Can you continue the forum thread about Sundered souls and aetheric density, picking up after its final post?

▶ _Document section_
━━━━━━━━

Also, where did you get the thing about Miqo'te from? I thought the only player races they've stated to have anything but human standard lifespans were Elezen and Viera.
My own conception of aetheric density is that while rejoining increases the density of one’s soul, the world itself still places those souls in bodies that remain 1/14 Sundered. We don’t have records after the calamities of people living longer lifespans, nor is their any indication that people are getting noticeably better at wielding magicks. When Yoshi P said that Emet and Hyth when reborn would just be a little better at things than everyone else, the implication seemed clear. The soul is Unsundered yet the body wouldnt be anything special. Combine that with Emets line about being stifled by his flesh (which he took from a random citizen of the 1st), the fact Ardbert was able to hold his own against us despite us being 7 times Rejoined, the Ascians and their “uplifting,” all the comments on our weak aether in Elpis and Amaurot etc. etc.
Last edited by EaraGrace; 04-29-2022 at 09:13 PM.



I unfortunately can't cite the miqo'te lifespan thing, it's just something I heard in RP from a friend who generally has their facts straight RE: miqo'te lore. I kinda take their word on that and move on, because my interests are elsewhere.
Yeah, this one tracks for me; even if a fully unsundered soul is in a body on the Source, they're still in a body that's a fundamentally different species with different abilities, so they can't make full use of what the Ancients could. They'd also be being raised and learning how to manipulate aether in a world that's largely used to far smaller aether reserves. As comparison, imagine if random cars suddenly had nigh-infinite fuel; theoretically it's possible to make a car that can use that for amazing feats, but realistically you're gonna end up watching the same old Toyotas you always see doing basically the same stuff Toyotas always do, they're just worrying less about where the nearest gas station is.

━━━━━━━━

▶ _Provided data_

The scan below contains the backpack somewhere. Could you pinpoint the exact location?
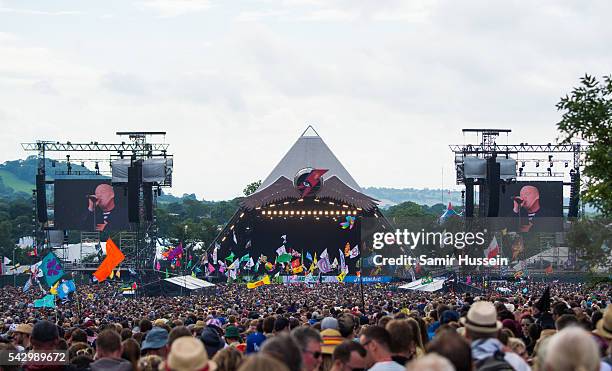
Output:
[476,350,514,371]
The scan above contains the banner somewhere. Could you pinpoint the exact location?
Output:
[247,275,270,289]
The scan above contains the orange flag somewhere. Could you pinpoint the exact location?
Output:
[94,238,125,282]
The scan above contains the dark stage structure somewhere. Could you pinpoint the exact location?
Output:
[209,126,389,275]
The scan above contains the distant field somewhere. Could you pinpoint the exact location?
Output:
[0,170,35,194]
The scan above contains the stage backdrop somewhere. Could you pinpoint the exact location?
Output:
[250,216,361,275]
[499,181,563,232]
[54,179,129,232]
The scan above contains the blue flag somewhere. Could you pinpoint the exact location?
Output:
[40,252,64,286]
[57,280,76,299]
[34,294,55,308]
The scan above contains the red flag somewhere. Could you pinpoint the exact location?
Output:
[94,238,125,282]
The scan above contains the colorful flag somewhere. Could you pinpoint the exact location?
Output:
[317,256,331,273]
[485,236,499,259]
[247,274,270,289]
[23,277,32,292]
[338,250,348,272]
[94,238,125,282]
[34,294,55,308]
[57,280,76,299]
[544,262,553,274]
[213,242,221,264]
[167,242,183,260]
[40,252,64,286]
[49,281,59,295]
[512,235,525,260]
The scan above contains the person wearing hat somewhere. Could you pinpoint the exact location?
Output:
[224,326,246,353]
[593,304,612,366]
[460,301,531,371]
[165,336,217,371]
[13,323,32,352]
[90,329,132,371]
[140,327,168,358]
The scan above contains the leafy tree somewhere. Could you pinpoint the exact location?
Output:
[567,218,612,274]
[242,179,261,196]
[557,75,612,216]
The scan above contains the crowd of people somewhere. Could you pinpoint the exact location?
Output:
[0,282,612,371]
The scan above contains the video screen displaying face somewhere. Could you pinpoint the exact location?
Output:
[54,179,129,232]
[499,181,563,232]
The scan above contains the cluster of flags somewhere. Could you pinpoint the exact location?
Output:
[200,234,360,288]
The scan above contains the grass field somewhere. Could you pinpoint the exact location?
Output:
[0,170,36,194]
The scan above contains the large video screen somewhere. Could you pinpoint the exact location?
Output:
[54,179,129,232]
[499,181,563,232]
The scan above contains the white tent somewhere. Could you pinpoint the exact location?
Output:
[399,277,446,292]
[164,276,215,290]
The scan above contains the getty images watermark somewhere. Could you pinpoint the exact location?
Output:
[372,229,509,267]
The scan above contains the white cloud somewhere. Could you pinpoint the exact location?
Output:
[141,0,211,17]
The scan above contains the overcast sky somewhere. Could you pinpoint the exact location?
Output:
[0,0,612,199]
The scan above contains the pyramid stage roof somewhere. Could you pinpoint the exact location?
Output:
[241,126,378,211]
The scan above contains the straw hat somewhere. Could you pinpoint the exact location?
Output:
[593,304,612,340]
[460,301,502,334]
[166,336,217,371]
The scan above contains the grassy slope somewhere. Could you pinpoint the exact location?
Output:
[0,170,35,194]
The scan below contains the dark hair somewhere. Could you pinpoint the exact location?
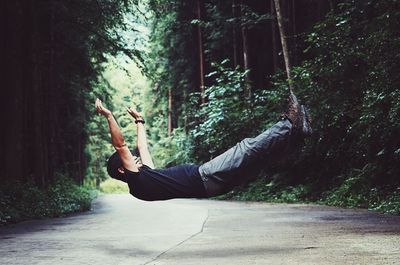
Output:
[107,148,140,182]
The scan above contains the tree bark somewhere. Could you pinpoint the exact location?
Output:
[168,88,172,136]
[270,0,279,73]
[232,0,239,67]
[274,0,293,91]
[197,0,205,104]
[240,0,252,98]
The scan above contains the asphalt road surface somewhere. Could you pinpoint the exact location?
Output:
[0,192,400,265]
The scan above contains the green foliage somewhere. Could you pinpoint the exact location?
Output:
[219,178,310,203]
[191,60,284,161]
[0,176,96,225]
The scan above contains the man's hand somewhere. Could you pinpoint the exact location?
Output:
[96,98,112,118]
[127,107,143,120]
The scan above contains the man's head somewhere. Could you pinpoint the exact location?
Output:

━━━━━━━━

▶ _Result of the exercise_
I've heard the miqo'te thing over and over in RP and no one can point to where they got it from in-game and just reference another RPer or a discord. That's one of those "facts" that people often cite that has no actual reference in-game or in any interview or supplementary material but continuously gets passed along and repeated. Same with "mixed-race children are their mom's race", which was invented to explain why someone's half-elezen character looks like a 100% hyur.
Koji had said in an interview from 2014 that 4 of the 5 original races have the same lifespan as we do on Earth except for elezen, and that also explains why it takes a little longer for elezen to reach their adult height. Eorzea is a rough place though so we're still working with medieval period life expectancy for the average person. He said he doesn't expect the average person to live longer than 30s, 40s, or 50s.
Back on topic, I don't think the whole "rejoining of the soul" is very well explained in the game and it's painfully obvious it was tacked onto the plot after the fact. Every rejoining doesn't increase your lifespan or else we would have heard about it in records or after the most recent calamity or from the story that leads into the 8UC. You would think that a group of people plus G'raha would have made a comment about any sort of change within them after experiencing 2 calamities but we don't hear of it. We would also have known about it from G'raha and all of the Scions on the First since the people on the First are just 1/14th, but again nothing. But at the same time it's a bit weird that as soon as all the rejoinings are complete, we'd all be "whole" 20ft-tall Ancients again at the same power level. A part of me wonders if it's not that simple and that a lot of that idea is Ascian propaganda fed to Varis in order for him to do what they wanted him to do.